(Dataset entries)
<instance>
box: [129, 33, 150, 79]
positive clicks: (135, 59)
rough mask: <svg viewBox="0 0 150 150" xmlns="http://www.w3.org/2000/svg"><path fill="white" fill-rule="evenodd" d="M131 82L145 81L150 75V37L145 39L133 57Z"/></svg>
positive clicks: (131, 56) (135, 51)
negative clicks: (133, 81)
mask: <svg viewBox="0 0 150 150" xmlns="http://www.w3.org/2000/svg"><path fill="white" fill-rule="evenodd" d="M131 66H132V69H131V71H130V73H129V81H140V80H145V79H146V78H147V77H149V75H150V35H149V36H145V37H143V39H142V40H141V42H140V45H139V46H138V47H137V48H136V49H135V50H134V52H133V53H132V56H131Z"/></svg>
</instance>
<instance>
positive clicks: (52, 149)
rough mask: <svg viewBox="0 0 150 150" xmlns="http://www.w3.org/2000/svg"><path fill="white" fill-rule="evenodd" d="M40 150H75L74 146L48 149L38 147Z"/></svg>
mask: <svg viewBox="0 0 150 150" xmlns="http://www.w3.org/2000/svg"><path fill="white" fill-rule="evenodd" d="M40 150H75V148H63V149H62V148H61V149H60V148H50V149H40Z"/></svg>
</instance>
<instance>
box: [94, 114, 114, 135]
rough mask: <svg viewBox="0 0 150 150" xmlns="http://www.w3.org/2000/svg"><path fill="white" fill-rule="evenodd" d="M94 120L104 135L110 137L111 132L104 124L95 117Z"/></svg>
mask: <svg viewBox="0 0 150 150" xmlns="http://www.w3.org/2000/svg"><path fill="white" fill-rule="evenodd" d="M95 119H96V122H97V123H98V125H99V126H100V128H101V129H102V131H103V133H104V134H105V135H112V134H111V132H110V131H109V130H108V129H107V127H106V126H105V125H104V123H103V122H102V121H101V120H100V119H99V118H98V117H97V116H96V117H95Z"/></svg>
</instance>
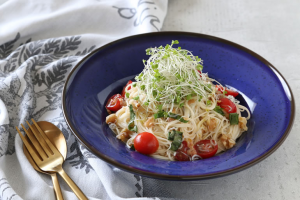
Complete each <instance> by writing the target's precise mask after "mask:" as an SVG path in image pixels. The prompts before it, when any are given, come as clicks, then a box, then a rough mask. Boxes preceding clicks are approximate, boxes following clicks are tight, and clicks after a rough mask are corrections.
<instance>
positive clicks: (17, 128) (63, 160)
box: [16, 119, 88, 200]
mask: <svg viewBox="0 0 300 200" xmlns="http://www.w3.org/2000/svg"><path fill="white" fill-rule="evenodd" d="M31 120H32V122H33V124H34V125H35V127H36V128H37V130H38V132H39V133H37V132H36V131H35V130H34V129H33V128H32V127H31V125H30V124H29V123H28V121H26V123H27V124H28V126H29V128H30V129H31V131H32V133H33V135H32V133H30V132H28V131H27V130H26V128H25V127H24V126H23V124H21V126H22V127H23V129H24V131H25V133H26V134H27V136H28V139H29V140H30V141H31V143H32V144H33V146H34V147H32V145H31V144H30V143H29V142H28V141H27V140H26V139H25V137H24V136H23V134H22V133H21V132H20V130H19V128H18V127H16V129H17V131H18V133H19V135H20V137H21V139H22V141H23V143H24V144H25V146H26V148H27V150H28V152H29V154H30V155H31V157H32V158H33V160H34V161H35V163H36V164H37V166H38V167H39V168H40V169H41V170H43V171H51V172H57V173H58V174H59V175H61V177H62V178H63V179H64V180H65V181H66V183H67V184H68V185H69V186H70V188H71V189H72V190H73V192H74V193H75V195H76V196H77V197H78V199H82V200H86V199H88V198H87V197H86V196H85V195H84V194H83V192H82V191H81V190H80V189H79V187H78V186H77V185H76V184H75V183H74V181H73V180H72V179H71V178H70V177H69V176H68V175H67V174H66V172H65V171H64V170H63V168H62V163H63V161H64V159H63V156H62V155H61V154H60V152H59V151H58V150H57V149H56V147H55V146H54V145H53V144H52V143H51V141H50V140H49V139H48V137H47V135H46V134H45V133H44V131H43V130H42V129H41V128H40V127H39V125H38V124H37V123H36V122H35V121H34V119H31ZM34 137H35V138H36V139H37V140H34Z"/></svg>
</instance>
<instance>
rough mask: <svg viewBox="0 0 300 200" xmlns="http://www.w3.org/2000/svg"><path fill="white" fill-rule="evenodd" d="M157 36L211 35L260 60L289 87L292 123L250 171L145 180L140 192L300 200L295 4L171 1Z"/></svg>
mask: <svg viewBox="0 0 300 200" xmlns="http://www.w3.org/2000/svg"><path fill="white" fill-rule="evenodd" d="M162 31H188V32H196V33H203V34H208V35H213V36H217V37H220V38H224V39H227V40H230V41H232V42H235V43H238V44H240V45H243V46H245V47H247V48H249V49H250V50H252V51H254V52H256V53H258V54H259V55H261V56H263V57H264V58H265V59H267V60H268V61H269V62H270V63H272V64H273V65H274V66H275V67H276V68H277V69H278V70H279V71H280V72H281V73H282V75H283V76H284V77H285V79H286V80H287V81H288V83H289V85H290V87H291V88H292V92H293V94H294V98H295V103H296V118H295V122H294V126H293V128H292V130H291V132H290V134H289V136H288V137H287V139H286V140H285V142H284V143H283V144H282V145H281V146H280V147H279V149H278V150H276V151H275V152H274V153H273V154H272V155H270V156H269V157H268V158H266V159H265V160H263V161H262V162H260V163H258V164H256V165H254V166H253V167H251V168H249V169H246V170H244V171H241V172H238V173H235V174H232V175H229V176H225V177H221V178H216V179H210V180H203V181H193V182H189V183H182V182H175V183H174V182H169V181H149V180H148V181H145V188H148V189H149V188H150V187H152V189H153V190H154V189H155V190H160V194H161V196H165V197H167V196H169V197H170V196H172V197H177V198H180V199H256V200H258V199H262V200H268V199H272V200H277V199H280V200H283V199H287V200H292V199H300V134H299V133H300V130H299V121H300V120H299V108H300V106H299V103H300V96H299V95H300V66H299V63H300V1H299V0H286V1H280V0H259V1H250V0H242V1H241V0H230V1H211V0H199V1H197V0H190V1H183V0H170V1H169V5H168V13H167V16H166V19H165V22H164V25H163V28H162ZM168 185H172V187H175V188H177V189H170V187H169V186H168ZM187 185H188V187H187ZM183 188H184V190H183ZM150 190H151V189H150ZM148 191H149V190H148ZM145 193H146V195H147V190H146V191H145ZM149 193H150V192H149Z"/></svg>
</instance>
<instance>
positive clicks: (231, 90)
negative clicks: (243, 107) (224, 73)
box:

__TASK__
Pull out each line above that contains the string "positive" and list those lines.

__EXERCISE OUTPUT__
positive clicks: (135, 59)
positive clicks: (131, 56) (135, 51)
positive clicks: (52, 149)
positive clicks: (17, 128) (63, 160)
positive clicks: (231, 90)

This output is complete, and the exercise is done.